▶ _The problem_
Below are records; count how many of their lines contain the string "shrub", and give only that number.

===== Input material =====

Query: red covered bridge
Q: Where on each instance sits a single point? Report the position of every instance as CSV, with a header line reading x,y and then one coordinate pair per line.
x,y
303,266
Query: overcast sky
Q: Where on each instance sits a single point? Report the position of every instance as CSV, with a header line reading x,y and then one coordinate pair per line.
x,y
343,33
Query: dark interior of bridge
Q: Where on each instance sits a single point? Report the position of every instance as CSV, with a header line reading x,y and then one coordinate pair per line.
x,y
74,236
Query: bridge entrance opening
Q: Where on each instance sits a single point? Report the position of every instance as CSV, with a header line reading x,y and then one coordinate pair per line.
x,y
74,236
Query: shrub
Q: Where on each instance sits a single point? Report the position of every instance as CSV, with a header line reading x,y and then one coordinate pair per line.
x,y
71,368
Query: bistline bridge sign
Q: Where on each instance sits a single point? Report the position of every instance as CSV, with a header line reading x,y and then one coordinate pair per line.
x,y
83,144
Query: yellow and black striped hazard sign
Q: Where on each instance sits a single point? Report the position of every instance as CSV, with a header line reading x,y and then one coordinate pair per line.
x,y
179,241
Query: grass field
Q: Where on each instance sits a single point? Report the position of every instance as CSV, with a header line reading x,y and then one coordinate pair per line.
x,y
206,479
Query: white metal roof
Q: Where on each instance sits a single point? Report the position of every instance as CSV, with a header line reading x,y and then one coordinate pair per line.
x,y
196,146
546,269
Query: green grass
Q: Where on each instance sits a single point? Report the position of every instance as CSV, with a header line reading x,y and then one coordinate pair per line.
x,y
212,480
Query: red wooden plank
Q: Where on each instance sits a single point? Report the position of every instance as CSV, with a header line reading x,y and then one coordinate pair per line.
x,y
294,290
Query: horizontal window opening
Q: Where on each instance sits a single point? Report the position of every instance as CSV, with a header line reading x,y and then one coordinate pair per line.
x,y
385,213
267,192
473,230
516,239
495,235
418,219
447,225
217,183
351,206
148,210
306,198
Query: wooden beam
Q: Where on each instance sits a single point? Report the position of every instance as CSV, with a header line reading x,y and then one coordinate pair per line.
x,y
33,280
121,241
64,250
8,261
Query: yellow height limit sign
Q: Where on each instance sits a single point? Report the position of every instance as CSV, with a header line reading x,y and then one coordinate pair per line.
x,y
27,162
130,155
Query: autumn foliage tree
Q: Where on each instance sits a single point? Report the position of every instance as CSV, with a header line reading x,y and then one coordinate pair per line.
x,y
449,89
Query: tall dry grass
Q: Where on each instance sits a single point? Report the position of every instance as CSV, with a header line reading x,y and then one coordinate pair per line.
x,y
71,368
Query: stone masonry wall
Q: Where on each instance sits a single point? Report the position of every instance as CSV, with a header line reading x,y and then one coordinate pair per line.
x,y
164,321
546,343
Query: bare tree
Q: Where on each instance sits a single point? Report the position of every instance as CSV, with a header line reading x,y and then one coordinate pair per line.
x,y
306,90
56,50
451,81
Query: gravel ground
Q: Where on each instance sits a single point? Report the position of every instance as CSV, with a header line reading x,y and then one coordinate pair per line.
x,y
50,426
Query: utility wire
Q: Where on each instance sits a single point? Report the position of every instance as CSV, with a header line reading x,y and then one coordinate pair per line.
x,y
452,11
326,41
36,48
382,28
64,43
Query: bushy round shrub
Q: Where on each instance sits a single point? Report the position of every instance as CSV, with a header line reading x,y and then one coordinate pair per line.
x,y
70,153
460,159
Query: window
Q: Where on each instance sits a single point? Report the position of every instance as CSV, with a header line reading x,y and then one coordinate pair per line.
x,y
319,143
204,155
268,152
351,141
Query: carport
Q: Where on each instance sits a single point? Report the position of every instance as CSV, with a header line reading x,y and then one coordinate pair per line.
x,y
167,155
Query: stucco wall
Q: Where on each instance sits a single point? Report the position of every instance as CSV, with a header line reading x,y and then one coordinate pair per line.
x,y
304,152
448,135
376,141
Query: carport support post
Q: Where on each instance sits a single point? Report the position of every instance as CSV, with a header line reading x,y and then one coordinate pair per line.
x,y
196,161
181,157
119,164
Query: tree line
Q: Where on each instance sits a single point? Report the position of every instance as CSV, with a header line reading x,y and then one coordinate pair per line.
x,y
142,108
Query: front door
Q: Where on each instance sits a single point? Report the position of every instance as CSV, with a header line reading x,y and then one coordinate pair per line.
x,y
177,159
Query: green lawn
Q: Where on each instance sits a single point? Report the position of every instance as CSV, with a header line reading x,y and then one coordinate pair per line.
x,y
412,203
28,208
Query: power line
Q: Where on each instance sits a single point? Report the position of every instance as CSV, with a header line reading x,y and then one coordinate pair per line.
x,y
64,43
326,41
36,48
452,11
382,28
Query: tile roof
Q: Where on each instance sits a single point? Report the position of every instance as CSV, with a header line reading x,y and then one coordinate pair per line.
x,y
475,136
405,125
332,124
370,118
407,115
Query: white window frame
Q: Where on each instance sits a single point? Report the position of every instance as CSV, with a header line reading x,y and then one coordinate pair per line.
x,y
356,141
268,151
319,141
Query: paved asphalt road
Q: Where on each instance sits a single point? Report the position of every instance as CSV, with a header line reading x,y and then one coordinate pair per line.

=====

▶ _Solution for this task_
2